* _Data entries_
-- BEGIN --
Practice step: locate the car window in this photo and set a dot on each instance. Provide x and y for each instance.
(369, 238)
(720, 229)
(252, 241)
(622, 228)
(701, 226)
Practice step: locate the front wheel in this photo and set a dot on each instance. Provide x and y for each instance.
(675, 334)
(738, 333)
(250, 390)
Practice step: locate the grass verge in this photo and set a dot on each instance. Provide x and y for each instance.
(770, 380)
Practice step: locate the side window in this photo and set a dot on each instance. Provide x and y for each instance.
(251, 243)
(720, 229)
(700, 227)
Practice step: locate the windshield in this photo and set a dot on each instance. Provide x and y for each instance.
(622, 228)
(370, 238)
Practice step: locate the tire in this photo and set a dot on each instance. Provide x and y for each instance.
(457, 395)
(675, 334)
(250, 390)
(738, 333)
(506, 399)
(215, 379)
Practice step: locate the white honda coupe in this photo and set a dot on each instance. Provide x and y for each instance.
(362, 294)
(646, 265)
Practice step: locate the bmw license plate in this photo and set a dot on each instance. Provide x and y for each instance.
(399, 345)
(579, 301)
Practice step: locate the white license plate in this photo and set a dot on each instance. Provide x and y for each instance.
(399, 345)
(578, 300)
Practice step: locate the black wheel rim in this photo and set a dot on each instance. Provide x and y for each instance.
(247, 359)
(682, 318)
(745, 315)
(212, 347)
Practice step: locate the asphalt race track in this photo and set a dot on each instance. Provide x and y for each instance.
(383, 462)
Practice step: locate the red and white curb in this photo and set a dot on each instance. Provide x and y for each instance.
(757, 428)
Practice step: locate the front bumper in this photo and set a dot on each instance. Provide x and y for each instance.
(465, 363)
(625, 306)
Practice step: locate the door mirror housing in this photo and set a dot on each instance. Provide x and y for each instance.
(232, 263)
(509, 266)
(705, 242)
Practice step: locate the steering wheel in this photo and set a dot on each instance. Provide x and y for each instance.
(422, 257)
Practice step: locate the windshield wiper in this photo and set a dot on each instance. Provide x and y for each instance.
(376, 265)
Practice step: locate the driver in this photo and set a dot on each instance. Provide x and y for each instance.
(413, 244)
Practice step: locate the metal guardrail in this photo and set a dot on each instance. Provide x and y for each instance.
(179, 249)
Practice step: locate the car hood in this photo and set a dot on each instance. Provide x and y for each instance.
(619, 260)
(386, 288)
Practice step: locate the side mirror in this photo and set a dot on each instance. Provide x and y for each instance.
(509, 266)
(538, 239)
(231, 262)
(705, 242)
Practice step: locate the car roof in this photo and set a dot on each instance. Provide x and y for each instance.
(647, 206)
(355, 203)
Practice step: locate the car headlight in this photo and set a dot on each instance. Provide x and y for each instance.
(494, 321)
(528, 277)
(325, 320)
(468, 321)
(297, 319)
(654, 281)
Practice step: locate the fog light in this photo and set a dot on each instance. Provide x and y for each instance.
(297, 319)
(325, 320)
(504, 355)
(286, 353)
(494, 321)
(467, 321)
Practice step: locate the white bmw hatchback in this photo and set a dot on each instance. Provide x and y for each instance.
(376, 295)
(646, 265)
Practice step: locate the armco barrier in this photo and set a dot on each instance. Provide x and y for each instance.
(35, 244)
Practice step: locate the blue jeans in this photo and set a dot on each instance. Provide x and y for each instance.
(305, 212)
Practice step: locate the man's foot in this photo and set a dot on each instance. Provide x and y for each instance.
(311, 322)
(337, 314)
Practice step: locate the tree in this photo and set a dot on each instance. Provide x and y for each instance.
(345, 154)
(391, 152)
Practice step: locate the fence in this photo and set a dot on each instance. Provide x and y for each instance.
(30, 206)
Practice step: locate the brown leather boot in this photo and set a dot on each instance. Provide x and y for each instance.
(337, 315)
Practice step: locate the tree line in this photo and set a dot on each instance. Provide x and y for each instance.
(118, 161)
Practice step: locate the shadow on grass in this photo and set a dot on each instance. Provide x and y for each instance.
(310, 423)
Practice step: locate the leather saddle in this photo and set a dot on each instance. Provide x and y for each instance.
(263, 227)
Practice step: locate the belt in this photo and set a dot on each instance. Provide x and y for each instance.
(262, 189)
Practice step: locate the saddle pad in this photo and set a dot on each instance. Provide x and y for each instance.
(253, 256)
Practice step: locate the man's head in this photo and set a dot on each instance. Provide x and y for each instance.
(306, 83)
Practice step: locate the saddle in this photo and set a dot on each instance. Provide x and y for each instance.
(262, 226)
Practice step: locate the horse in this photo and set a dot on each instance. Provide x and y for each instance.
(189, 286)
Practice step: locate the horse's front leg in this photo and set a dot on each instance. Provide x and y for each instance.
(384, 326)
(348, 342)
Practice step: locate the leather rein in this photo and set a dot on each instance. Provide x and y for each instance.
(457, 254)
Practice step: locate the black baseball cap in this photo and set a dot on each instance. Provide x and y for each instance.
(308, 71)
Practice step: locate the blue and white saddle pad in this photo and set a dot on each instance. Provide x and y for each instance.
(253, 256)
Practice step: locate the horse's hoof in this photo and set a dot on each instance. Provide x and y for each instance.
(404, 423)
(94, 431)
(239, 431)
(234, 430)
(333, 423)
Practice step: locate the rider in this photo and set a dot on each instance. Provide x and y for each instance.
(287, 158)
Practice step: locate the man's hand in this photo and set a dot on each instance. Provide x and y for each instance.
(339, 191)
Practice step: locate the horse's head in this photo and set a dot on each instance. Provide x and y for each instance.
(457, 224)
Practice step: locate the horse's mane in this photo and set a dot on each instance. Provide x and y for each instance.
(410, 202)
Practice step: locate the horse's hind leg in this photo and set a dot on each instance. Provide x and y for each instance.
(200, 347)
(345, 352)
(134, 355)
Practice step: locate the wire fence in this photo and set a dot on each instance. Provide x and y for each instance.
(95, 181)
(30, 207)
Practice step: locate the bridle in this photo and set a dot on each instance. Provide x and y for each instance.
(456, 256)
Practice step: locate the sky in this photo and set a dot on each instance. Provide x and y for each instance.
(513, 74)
-- END --
* _Required task_
Print the entire listing above again, word for word, leaving nothing out.

* _Answer to the task_
Practice step: locate the car window in this photo and set a dot on each instance. Provide x and y for each instance.
(369, 238)
(720, 229)
(252, 241)
(622, 228)
(701, 226)
Practice step: locate the front wheel in this photo and set a dot on each instance. Provide x and y for each instance.
(675, 334)
(738, 333)
(250, 390)
Practice step: locate the grass verge in this photo and set a dot on each instance. Provide x and y for each instance.
(770, 380)
Practice step: locate the side window in this photo and set a dot on each instance. Provide x and y for each instance.
(251, 243)
(720, 229)
(700, 227)
Practice step: locate the windshield in this photo and set a dot on each instance. Provide x and y for each instance.
(622, 228)
(370, 238)
Practice step: locate the tire in this photo and set a dot on each instance. Provide x and y for each instance.
(457, 395)
(675, 334)
(250, 390)
(738, 333)
(506, 399)
(215, 379)
Practice step: locate the white honda coupe in this photo and set a dot on each instance. Provide x and y for each instance.
(362, 294)
(646, 265)
Practice step: locate the bmw license plate in this photo and set a dot on each instance. Provide x and y for each instance.
(399, 345)
(579, 301)
Practice step: locate the white license plate in this photo and set a dot on each instance. Provide x and y for each instance.
(399, 345)
(578, 300)
Practice step: locate the black wheel rim in this photo and set a dot on each instance. Provide x and y for each instance.
(247, 359)
(682, 318)
(745, 315)
(212, 347)
Practice step: locate the asphalt race track in this photo and set a dot on each instance. Provide x and y for each instance.
(383, 462)
Practice step: locate the red and white curb in this photo and set a dot on each instance. Provide x and y for each instance.
(757, 428)
Practice step: locate the front bumper in this photo and set a dot on each instance. Provide x and y for each instance.
(465, 363)
(625, 306)
Practice step: locate the door mirror housing in this photo and set a dot on each instance. Provide x and y for each instance.
(232, 263)
(509, 266)
(705, 242)
Practice step: locate the steering wheel in this photo and set a dot on each instance. Provide x and y for each instance.
(422, 257)
Practice step: locate the windshield wiper in this photo and set a dot on each instance. Provide x and y for each instance.
(376, 265)
Practice step: locate the driver in this photo and set a dot on each instance. Provide x and y for each instance.
(413, 244)
Practice step: locate the metal guardrail in this photo and set a dot on each instance. Provide x and y for each instance.
(179, 249)
Practice step: locate the car hood in this photo and set a dot on each instance. Provide x and y for each instance.
(619, 260)
(386, 288)
Practice step: locate the side mirror in this photo and set a dot on each instance. Provide x and y for each instance.
(509, 266)
(538, 239)
(231, 262)
(705, 242)
Practice step: locate the car roof in this photo and set a dot on each instance. Provide x and y for each instance.
(647, 206)
(355, 203)
Practice step: locate the car headlight in this photo and set a dot on each instance. Provide x and y for each instance.
(494, 321)
(528, 277)
(325, 320)
(468, 321)
(297, 319)
(654, 281)
Practice step: locate the fog light in this photo and set a dot on each instance. Provide x and y for each instance.
(297, 319)
(325, 320)
(504, 355)
(286, 353)
(494, 321)
(467, 321)
Practice step: locate the white bmw hatchback in this photo and set a dot on each instance. Provide x and y for each instance.
(376, 295)
(646, 265)
Practice step: locate the armco barrier in this photo and set a dot on each instance. Provide x and y for each instance.
(35, 244)
Practice step: locate the blue jeans in this photo and set a dot on each instance. Provide x and y for each instance.
(305, 212)
Practice step: locate the man's foot in this photo and set a dot on each instance. Provide x and y for each instance.
(311, 322)
(337, 314)
Practice step: locate the tree in this photo and set a dot on each instance. Provide x and y for each instance.
(345, 154)
(391, 152)
Practice step: locate the fence in this photo and set a dot on each instance. Provide x and y for each instance.
(30, 206)
Practice step: locate the brown leather boot in this photo and set a dot on each instance. Provide x and y for each instance.
(337, 315)
Practice step: locate the tree line in this photo and set a dot on each instance. Provide x and y for each instance.
(118, 161)
Practice step: locate the shadow on grass in this photo and set a dot on each instance. Provide x and y for each instance.
(310, 423)
Practice step: locate the leather saddle in this photo and set a dot on each instance. Provide x and y for each instance.
(263, 227)
Practice step: locate the belt in this photo and set a dot on each instance. Provide x and y for each instance.
(262, 189)
Practice step: locate the saddle pad in this photo and set a dot on each instance. Provide x and y for each instance.
(253, 256)
Practice step: locate the man's head in this photo and set a dot on each instance. Provide x and y for each instance.
(306, 83)
Practice step: locate the saddle in this photo and set a dot on each instance. Provide x and y for each instance.
(262, 226)
Practice step: locate the horse in this photo and set a dot on each instance. Provide x and y for each instance.
(189, 286)
Practice step: locate the horse's front leg in this photo and set a dot on each instance. Provide x and y for each instance.
(384, 326)
(348, 342)
Practice step: locate the leather rein in this photo and set a dot on each instance. Provide x and y for each instance.
(457, 254)
Practice step: locate the black baseball cap in this photo and set a dot on each instance. Provide x and y for each instance.
(308, 71)
Practice step: locate the blue and white saddle pad in this photo and set a dot on each instance. Provide x and y for each instance.
(253, 256)
Practice step: locate the horse's hoof in this photo and set a dot on each instance. Provide x and y for each instance.
(404, 423)
(94, 431)
(239, 431)
(234, 430)
(333, 423)
Practice step: locate the rider in this photo and set a dot on each instance. Provide x and y for each instance.
(287, 158)
Practice step: locate the man's hand in this photo and set a dot on each instance. Provide x and y for each instance.
(339, 191)
Practice step: locate the horse's head in this photo and set a dot on each instance. Provide x and y for each instance.
(457, 224)
Practice step: locate the horse's mane in this photo and set a dot on each instance. Provide x and y for each instance.
(410, 202)
Practice step: locate the horse's hind leg in this photo and set a dot on each instance. Provide x and y for each instance.
(200, 347)
(345, 352)
(134, 355)
Practice step: locate the wire fence in this photo and set a dot on each instance. Provide x and y for each instance.
(95, 181)
(30, 207)
Practice step: locate the bridle in this photo and set a dot on each instance. Provide x and y for each instance.
(456, 256)
Practice step: locate the sky in this photo and set a dot on each instance. Provide x and y for each instance.
(513, 74)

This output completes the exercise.